(SUPPLIED ENTRIES Opens)
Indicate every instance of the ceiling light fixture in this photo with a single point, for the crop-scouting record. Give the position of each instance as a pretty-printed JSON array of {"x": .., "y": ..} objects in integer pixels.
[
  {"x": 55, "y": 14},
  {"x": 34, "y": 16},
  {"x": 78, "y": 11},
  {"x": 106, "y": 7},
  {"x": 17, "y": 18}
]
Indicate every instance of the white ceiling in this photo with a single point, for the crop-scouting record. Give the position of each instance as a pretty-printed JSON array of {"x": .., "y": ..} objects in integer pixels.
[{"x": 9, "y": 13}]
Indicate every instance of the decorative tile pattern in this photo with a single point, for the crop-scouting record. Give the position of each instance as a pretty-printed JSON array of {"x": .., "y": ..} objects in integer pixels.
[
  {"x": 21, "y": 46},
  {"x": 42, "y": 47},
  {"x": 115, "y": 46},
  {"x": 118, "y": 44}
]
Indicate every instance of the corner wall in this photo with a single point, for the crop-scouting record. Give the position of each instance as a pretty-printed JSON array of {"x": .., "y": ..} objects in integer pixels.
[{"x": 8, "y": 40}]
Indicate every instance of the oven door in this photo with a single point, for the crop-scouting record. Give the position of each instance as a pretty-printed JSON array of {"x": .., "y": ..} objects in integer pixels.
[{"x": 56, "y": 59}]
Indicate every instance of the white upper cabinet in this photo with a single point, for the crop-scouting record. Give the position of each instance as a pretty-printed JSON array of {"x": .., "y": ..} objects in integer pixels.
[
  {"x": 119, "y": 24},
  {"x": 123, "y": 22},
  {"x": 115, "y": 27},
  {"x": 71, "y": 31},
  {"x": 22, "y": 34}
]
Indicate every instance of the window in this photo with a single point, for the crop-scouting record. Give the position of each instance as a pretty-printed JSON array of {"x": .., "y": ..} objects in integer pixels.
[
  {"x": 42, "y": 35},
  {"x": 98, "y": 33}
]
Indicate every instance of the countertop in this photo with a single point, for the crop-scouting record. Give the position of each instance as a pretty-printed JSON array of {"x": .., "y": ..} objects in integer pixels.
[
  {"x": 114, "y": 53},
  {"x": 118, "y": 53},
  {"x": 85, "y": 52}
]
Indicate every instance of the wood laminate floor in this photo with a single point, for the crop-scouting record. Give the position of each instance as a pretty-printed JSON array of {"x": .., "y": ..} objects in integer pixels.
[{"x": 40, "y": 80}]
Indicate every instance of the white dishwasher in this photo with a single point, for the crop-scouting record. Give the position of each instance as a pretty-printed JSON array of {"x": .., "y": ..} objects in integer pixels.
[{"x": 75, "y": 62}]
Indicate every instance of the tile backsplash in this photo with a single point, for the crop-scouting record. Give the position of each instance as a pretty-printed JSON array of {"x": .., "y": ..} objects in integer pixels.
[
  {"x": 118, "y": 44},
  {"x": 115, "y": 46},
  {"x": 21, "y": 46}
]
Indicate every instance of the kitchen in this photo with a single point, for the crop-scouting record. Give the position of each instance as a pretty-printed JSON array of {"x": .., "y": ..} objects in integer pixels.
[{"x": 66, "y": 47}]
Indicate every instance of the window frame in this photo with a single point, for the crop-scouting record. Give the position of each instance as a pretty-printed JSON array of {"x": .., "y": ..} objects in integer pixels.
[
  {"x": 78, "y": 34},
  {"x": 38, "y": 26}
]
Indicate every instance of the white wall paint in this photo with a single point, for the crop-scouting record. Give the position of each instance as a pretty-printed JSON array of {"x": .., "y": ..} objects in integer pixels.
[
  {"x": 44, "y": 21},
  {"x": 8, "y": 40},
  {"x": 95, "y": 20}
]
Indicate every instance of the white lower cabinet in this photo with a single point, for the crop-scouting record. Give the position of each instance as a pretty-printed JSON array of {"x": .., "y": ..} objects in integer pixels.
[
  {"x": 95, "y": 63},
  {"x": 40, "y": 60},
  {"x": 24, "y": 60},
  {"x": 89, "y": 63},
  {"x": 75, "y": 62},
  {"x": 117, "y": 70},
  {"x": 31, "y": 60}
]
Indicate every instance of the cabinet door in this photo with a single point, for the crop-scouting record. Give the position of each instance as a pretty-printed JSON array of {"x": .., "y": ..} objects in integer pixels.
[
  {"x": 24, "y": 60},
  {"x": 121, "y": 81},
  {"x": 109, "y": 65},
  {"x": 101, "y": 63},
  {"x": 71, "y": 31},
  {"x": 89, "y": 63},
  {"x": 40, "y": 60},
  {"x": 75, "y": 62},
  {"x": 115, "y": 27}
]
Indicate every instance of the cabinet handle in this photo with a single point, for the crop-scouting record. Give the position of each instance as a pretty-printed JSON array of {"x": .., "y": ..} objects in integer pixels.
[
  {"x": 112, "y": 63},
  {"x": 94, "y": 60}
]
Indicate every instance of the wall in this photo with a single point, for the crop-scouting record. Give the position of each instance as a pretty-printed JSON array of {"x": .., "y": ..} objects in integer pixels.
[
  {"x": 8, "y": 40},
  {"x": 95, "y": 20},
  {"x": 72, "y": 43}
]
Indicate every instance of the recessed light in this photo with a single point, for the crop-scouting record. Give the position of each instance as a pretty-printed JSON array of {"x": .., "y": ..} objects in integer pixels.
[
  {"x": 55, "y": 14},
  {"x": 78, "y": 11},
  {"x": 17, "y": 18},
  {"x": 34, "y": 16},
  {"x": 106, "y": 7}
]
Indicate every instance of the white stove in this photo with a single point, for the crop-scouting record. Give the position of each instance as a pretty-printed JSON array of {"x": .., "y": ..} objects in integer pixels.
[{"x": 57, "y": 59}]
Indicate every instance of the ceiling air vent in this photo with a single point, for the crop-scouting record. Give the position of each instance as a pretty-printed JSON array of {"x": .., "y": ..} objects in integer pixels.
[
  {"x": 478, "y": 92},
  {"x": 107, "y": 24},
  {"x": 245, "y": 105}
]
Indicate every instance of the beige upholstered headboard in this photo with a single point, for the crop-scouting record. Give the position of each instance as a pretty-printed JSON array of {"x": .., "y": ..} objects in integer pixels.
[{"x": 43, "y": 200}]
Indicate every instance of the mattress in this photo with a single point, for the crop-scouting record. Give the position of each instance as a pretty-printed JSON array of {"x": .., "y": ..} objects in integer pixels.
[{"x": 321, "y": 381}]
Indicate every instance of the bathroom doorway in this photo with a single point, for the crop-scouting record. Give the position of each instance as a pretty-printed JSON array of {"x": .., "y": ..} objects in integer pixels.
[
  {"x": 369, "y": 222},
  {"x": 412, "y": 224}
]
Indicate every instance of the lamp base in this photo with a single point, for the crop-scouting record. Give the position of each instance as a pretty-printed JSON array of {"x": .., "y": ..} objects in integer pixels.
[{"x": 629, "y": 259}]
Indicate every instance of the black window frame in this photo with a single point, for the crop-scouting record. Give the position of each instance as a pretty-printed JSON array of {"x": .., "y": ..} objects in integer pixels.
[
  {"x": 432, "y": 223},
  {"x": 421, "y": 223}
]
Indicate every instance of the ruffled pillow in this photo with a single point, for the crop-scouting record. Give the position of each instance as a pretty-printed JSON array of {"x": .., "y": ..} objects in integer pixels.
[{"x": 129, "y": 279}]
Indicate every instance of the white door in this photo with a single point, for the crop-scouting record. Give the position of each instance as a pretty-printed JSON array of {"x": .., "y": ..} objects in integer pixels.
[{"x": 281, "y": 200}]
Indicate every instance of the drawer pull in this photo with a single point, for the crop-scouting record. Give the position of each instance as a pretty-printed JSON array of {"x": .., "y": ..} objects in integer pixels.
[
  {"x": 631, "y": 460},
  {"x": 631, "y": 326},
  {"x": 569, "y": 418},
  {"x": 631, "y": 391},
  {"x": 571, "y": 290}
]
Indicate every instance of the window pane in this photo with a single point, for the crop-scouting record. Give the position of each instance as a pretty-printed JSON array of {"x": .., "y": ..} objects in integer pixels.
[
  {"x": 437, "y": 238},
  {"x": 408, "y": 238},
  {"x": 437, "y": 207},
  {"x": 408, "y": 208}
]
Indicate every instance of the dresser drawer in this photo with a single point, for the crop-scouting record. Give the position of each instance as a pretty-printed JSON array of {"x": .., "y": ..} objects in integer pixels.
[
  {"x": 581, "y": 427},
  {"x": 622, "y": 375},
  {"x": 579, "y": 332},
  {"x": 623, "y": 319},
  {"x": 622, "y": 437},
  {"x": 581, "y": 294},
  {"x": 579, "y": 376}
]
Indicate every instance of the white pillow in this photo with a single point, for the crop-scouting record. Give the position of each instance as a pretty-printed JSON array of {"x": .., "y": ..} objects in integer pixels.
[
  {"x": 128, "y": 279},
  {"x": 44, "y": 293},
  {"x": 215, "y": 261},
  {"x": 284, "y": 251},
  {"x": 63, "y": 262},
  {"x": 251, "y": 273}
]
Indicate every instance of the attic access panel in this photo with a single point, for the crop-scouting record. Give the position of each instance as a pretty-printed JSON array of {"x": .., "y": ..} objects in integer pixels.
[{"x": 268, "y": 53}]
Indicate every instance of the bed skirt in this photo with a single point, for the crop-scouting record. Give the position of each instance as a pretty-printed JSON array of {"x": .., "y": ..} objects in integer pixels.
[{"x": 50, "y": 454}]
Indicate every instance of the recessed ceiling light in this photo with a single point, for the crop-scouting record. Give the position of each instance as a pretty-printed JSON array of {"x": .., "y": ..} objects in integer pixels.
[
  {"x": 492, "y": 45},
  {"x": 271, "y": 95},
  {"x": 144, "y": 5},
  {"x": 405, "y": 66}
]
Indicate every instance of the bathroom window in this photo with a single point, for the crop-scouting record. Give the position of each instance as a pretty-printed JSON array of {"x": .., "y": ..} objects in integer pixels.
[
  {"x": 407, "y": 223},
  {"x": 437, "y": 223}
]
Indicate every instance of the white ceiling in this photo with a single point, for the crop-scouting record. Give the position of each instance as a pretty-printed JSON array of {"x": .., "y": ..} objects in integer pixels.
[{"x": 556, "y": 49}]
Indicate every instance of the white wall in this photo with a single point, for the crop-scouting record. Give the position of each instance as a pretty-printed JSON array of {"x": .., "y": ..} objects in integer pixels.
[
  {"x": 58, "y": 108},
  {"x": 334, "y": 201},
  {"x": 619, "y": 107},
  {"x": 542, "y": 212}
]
(SUPPLIED ENTRIES Closes)
• _TASK TO CARRY OUT_
Your output must be the exact lines from the one containing "Indicate every instance of the bathroom window" through the end of the data above, both included, and nothing more.

• _SOLVED PROBLEM_
Indicate every instance of the bathroom window in this photo with a single point, for the crop-scouting record. Give the position of each instance as a pretty-printed JSON array of {"x": .., "y": ..} objects in integer pixels.
[
  {"x": 407, "y": 223},
  {"x": 437, "y": 223}
]
Indicate every instance of the white ceiling in this photo with a single point, for the crop-scouting record. Give the position of each instance as a pretty-printed JSON array of {"x": .., "y": ..} objects in integer pixels.
[{"x": 556, "y": 49}]
Indicate every instance of the white wall in this photo with a single point, for the crop-scouting record. Give the position of each instance as a pretty-printed JSON array of {"x": .., "y": ..} objects in integer pixels.
[
  {"x": 58, "y": 108},
  {"x": 334, "y": 201},
  {"x": 619, "y": 107},
  {"x": 542, "y": 212}
]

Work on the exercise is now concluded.